• _What the exercise asks_
Reproduce the listing word for word from the line containing "the snow-covered car" through its last line, both included.

--- BEGIN ---

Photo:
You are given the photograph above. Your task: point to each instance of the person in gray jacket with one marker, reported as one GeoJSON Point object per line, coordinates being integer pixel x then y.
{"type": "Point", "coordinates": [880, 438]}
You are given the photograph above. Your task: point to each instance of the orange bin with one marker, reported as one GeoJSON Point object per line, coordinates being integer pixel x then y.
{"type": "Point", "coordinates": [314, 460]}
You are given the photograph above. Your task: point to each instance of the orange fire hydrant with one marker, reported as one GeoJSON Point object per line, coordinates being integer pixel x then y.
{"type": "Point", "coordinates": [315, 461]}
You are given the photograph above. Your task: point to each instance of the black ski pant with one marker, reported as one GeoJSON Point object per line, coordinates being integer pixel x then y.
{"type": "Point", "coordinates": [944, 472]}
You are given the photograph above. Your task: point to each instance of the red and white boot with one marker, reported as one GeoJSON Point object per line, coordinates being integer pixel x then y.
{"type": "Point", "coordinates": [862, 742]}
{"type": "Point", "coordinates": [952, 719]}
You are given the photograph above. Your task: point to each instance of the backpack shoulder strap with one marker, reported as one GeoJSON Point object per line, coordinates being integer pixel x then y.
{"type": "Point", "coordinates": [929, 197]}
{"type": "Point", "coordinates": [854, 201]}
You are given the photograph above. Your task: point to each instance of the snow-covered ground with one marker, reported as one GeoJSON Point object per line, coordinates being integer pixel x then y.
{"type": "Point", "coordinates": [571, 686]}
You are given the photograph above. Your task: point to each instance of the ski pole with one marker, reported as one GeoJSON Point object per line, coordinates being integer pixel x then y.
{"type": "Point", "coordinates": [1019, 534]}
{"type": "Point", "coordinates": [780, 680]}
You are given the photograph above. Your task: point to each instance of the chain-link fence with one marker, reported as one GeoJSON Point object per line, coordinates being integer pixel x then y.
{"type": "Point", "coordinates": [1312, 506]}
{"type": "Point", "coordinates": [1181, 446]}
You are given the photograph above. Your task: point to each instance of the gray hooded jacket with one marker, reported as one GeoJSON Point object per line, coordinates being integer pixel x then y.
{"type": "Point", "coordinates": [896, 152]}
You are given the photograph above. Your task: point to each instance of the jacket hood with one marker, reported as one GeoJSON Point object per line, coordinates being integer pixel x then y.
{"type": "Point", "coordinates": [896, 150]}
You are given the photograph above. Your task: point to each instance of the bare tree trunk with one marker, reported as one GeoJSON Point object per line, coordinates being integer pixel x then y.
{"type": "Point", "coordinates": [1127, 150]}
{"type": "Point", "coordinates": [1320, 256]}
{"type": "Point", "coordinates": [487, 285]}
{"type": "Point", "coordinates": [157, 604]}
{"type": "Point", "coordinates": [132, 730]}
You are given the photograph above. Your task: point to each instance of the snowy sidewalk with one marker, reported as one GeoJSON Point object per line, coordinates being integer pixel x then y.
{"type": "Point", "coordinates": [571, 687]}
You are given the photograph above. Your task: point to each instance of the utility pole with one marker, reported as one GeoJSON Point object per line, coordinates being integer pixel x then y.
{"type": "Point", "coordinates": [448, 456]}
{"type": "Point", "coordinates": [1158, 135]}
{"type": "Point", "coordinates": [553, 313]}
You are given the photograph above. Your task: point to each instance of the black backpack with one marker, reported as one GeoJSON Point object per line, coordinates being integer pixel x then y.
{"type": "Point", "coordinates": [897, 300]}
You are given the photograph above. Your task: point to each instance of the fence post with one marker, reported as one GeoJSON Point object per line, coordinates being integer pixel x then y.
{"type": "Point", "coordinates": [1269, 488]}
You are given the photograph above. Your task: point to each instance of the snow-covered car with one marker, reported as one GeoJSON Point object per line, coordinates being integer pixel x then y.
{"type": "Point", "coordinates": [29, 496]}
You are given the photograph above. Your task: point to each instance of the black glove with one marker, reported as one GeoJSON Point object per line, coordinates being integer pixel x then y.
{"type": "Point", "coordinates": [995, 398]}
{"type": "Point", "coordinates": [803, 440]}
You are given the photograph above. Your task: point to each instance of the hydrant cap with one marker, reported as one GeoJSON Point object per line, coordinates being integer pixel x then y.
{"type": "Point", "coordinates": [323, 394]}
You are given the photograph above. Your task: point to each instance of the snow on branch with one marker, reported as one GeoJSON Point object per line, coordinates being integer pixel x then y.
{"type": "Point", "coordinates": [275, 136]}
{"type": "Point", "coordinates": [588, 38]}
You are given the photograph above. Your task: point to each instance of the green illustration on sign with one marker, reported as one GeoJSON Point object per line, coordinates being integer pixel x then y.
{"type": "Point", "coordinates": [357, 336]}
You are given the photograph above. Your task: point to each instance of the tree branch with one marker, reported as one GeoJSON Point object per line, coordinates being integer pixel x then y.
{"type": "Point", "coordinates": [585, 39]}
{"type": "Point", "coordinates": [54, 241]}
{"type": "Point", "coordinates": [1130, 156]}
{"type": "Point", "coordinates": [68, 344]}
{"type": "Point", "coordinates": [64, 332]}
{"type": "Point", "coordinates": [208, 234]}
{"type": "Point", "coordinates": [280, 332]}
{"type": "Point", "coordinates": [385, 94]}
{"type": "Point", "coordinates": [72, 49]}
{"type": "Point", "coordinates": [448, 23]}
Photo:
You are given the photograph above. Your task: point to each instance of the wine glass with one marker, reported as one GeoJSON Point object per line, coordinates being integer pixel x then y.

--- END ---

• _The reply_
You are given the photograph above. Your task: point to each instance of the snow-covered car with one marker, reported as one GeoJSON Point object per line, coordinates being integer pixel x then y.
{"type": "Point", "coordinates": [29, 496]}
You are given the photograph above. Your task: point to each instance of the black glove with one marker, reported as one GeoJSON Point object per line, coordinates being integer pixel x then y.
{"type": "Point", "coordinates": [995, 398]}
{"type": "Point", "coordinates": [803, 440]}
You are given the photograph above. Your task: point to each instance of the hydrant cap with one marker, reported as one GeoJSON Point object per line, coordinates being integer pixel x then y.
{"type": "Point", "coordinates": [323, 394]}
You are given the photograph above. Your task: point to each instance of the snow on branch with one marker, reported as one GeoJSON Point object per line, coordinates being integer pixel x then y.
{"type": "Point", "coordinates": [275, 136]}
{"type": "Point", "coordinates": [588, 38]}
You are given the photograph above. Your task: point to each instance of the green illustration on sign with one marker, reported as one GeoJSON Point object per line, coordinates being integer pixel x then y.
{"type": "Point", "coordinates": [357, 336]}
You are given the photograph above. Your task: point to each instance of the tree branch with one marker, reported as one GeoJSON Point object per line, coordinates being integer pixel x then y.
{"type": "Point", "coordinates": [585, 39]}
{"type": "Point", "coordinates": [54, 241]}
{"type": "Point", "coordinates": [1130, 156]}
{"type": "Point", "coordinates": [68, 344]}
{"type": "Point", "coordinates": [64, 332]}
{"type": "Point", "coordinates": [208, 234]}
{"type": "Point", "coordinates": [280, 332]}
{"type": "Point", "coordinates": [385, 94]}
{"type": "Point", "coordinates": [72, 49]}
{"type": "Point", "coordinates": [448, 23]}
Photo:
You are given the photograph above. Your task: point to each instance of the wine glass with one marker, reported as one GeoJSON Point object per line, coordinates being integer pixel x then y.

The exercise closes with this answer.